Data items
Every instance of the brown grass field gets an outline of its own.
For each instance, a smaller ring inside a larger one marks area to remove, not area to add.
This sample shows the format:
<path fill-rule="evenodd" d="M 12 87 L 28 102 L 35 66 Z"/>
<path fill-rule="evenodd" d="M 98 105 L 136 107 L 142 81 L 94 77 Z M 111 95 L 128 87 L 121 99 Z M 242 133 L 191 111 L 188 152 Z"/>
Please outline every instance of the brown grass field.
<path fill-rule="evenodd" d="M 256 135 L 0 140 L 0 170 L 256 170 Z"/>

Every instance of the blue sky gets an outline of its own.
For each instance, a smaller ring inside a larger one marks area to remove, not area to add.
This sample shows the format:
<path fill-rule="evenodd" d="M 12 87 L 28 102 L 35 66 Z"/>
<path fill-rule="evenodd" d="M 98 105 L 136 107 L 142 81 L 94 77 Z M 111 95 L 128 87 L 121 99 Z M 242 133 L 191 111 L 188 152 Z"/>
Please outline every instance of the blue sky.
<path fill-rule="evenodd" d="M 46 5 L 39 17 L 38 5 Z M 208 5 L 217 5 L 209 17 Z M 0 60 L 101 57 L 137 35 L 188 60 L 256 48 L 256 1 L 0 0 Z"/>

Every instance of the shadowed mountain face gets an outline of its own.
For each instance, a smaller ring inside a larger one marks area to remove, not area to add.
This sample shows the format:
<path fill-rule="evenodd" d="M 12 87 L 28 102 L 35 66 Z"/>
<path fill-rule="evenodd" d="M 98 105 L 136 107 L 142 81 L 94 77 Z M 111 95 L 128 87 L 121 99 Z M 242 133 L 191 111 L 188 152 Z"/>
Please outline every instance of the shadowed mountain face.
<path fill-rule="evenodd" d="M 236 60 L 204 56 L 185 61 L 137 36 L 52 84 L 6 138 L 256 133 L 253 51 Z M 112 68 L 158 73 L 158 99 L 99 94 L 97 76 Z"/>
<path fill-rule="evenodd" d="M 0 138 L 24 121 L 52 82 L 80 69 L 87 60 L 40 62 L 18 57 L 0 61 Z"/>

BRIEF. Reproduce every line of the listing above with no changes.

EXPECTED OUTPUT.
Every instance of the brown grass field gets an outline of its own.
For each instance, a smaller ring inside a larger one marks area to remove, not area to add.
This sample shows the format:
<path fill-rule="evenodd" d="M 12 87 L 28 102 L 35 66 Z"/>
<path fill-rule="evenodd" d="M 98 105 L 136 107 L 142 81 L 94 77 Z M 111 95 L 128 87 L 121 99 Z M 242 133 L 191 111 L 188 152 Z"/>
Please outline every instance of the brown grass field.
<path fill-rule="evenodd" d="M 256 135 L 0 140 L 0 170 L 256 170 Z"/>

Every instance of the blue sky gets an outline of its own.
For each instance, a smaller ring inside a larger one marks area to remove, not area to add.
This sample shows the format:
<path fill-rule="evenodd" d="M 12 87 L 28 102 L 35 66 Z"/>
<path fill-rule="evenodd" d="M 98 105 L 136 107 L 142 81 L 94 77 Z M 111 95 L 128 87 L 121 99 Z M 242 133 L 191 111 L 188 152 Z"/>
Please outline every instance of the blue sky.
<path fill-rule="evenodd" d="M 46 5 L 39 17 L 38 5 Z M 208 5 L 217 5 L 209 17 Z M 0 60 L 101 57 L 137 35 L 188 60 L 256 48 L 256 1 L 0 0 Z"/>

Every instance of the shadowed mountain face gets an outline of its own.
For each instance, a smaller ring inside a larger one marks area to remove, not area to add.
This sample shows the format:
<path fill-rule="evenodd" d="M 12 87 L 28 102 L 35 66 Z"/>
<path fill-rule="evenodd" d="M 98 105 L 136 107 L 142 81 L 94 77 Z M 111 95 L 128 87 L 121 99 Z M 242 133 L 191 111 L 188 152 Z"/>
Please outline every instance of the shadowed mountain face.
<path fill-rule="evenodd" d="M 236 60 L 204 56 L 185 61 L 137 36 L 52 84 L 6 138 L 256 133 L 253 51 Z M 112 68 L 158 73 L 158 99 L 99 94 L 97 76 Z"/>
<path fill-rule="evenodd" d="M 0 138 L 24 121 L 52 82 L 80 69 L 87 60 L 40 62 L 18 57 L 0 61 Z"/>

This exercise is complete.